Su questi temi le mie convinzioni le ho sviluppate nell’ultimo congresso dei Democratici di Sinistra,ì e in seguito nel PD con due Ordini del Giorno sui COSTI della politica [download pdf] e sulla MORALITÀ della politica [download pdf] che sono stati approvati a grandissima maggioranza sia dal Congresso dell’Unione di San Fruttuoso che da quello Provinciale di Genova.
In un partito nuovo, come vuole essere il PD, non si può non rispettare le regole che il partito si è dato non versando, per esempio, al partito il contributo finanziario pattuito oppure cumulando cariche infischiandosene nello statuto, o raccogliendo pacchetti di schede alle primarie, o stando in una forza politica per fare "carriera".
D’altronde il PD è un'associazione volontaria che ha le sue regole (approvate dai congressi) e che, ovviamente, una volta che ci si iscrive o che si accetta una carica elettiva bisogna rispettarle! Ciò che nel PD non può essere consentito, e che nessuno può fare, è di considerarsi liberi e di comportarsi come gli pare: se uno si candida a una carica pubblica, sottoscrive un accordo in base al quale appena eletto volontariamente destina una parte dei suoi emolumenti al partito per le spese e se poi, appena eletto, si rifiuta di pagare quelle quote deve essere sanzionato.
Non può essere tollerabile il modo di stare nel partito per cui si considera libertà di diritto candidarsi o aspirare a determinate cariche pubbliche, sia interne che istituzionali, sentendosi prima di tutto un candidato invece che un membro del partito! Perché se la libertà è disgiunta dal dovere e dalla responsabilità il rischio è di trasformare il Pd in un partito di candidati, e non più un soggetto collettivo e democratico. Questo tipo di carrierismo, col tipo di comunicazione che abbiamo, accentua il ruolo della vetrina e più che il “collettivo” primeggia “l’individualismo”; e così la discussione politica finisce per essere strumentale all'apparire e non nel costruire idee. E questo costituisce un elemento di degenerazione, anche morale, che non ha nulla né di storico né di moderno col concetto di partito e di democrazia!

* _DATI FORNITI_
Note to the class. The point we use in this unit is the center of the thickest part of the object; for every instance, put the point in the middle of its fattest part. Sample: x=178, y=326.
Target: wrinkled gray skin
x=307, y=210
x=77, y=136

* _DETTAGLI DELL'ESERCIZIO_
Cita dal brano sulle regole del PD il passo che va da "D’altronde il PD" fino a "deve essere sanzionato.", incluso quest'ultimo.

* _RISPOSTA COMPLETA_
D’altronde il PD è un'associazione volontaria che ha le sue regole (approvate dai congressi) e che, ovviamente, una volta che ci si iscrive o che si accetta una carica elettiva bisogna rispettarle! Ciò che nel PD non può essere consentito, e che nessuno può fare, è di considerarsi liberi e di comportarsi come gli pare: se uno si candida a una carica pubblica, sottoscrive un accordo in base al quale appena eletto volontariamente destina una parte dei suoi emolumenti al partito per le spese e se poi, appena eletto, si rifiuta di pagare quelle quote deve essere sanzionato.